> EXERCISE PROMPT
Report each line in the material below that contains the word "barbed". Case counts, so a line matches only if its capitalization is the same.

--- START OF DATASET RECORDS ---

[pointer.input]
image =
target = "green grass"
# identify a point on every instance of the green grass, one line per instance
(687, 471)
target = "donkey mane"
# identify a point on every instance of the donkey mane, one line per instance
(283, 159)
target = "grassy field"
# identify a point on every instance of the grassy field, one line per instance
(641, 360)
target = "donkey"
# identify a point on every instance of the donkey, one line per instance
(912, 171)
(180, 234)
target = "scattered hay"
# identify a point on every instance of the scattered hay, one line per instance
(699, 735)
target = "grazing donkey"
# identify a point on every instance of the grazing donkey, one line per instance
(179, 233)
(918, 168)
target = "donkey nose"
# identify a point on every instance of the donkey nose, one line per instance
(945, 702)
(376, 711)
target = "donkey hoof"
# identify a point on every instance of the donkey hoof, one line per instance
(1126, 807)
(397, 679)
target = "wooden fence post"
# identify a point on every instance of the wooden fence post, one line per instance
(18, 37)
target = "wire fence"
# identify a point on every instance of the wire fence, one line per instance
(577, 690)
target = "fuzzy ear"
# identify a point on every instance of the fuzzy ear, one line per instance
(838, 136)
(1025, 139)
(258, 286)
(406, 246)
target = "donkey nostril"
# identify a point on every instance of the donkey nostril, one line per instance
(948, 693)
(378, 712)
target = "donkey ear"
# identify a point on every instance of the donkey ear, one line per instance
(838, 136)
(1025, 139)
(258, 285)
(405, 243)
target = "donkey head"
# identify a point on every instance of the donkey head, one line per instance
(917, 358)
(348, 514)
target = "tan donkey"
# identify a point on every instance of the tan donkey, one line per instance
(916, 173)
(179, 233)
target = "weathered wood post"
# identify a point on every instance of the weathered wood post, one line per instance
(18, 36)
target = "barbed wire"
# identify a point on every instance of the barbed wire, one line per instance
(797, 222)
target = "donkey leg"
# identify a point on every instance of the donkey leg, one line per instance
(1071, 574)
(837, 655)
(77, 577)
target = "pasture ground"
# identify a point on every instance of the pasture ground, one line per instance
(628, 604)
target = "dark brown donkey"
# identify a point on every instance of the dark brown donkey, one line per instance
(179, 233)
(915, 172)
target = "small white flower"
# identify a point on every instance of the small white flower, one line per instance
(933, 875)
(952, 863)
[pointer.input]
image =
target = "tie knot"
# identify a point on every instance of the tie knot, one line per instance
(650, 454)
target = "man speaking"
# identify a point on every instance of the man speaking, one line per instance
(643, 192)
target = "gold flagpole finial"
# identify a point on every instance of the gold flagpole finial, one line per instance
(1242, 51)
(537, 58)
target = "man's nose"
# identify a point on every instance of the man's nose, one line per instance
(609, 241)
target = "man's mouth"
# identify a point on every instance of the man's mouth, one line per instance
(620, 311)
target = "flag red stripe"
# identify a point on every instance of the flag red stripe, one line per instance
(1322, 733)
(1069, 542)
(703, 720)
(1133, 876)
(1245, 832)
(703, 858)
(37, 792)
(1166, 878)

--- END OF DATASET RECORDS ---

> WRITTEN SOLUTION
target = "barbed wire"
# identify a point on every instance of the barbed wire, one line per instance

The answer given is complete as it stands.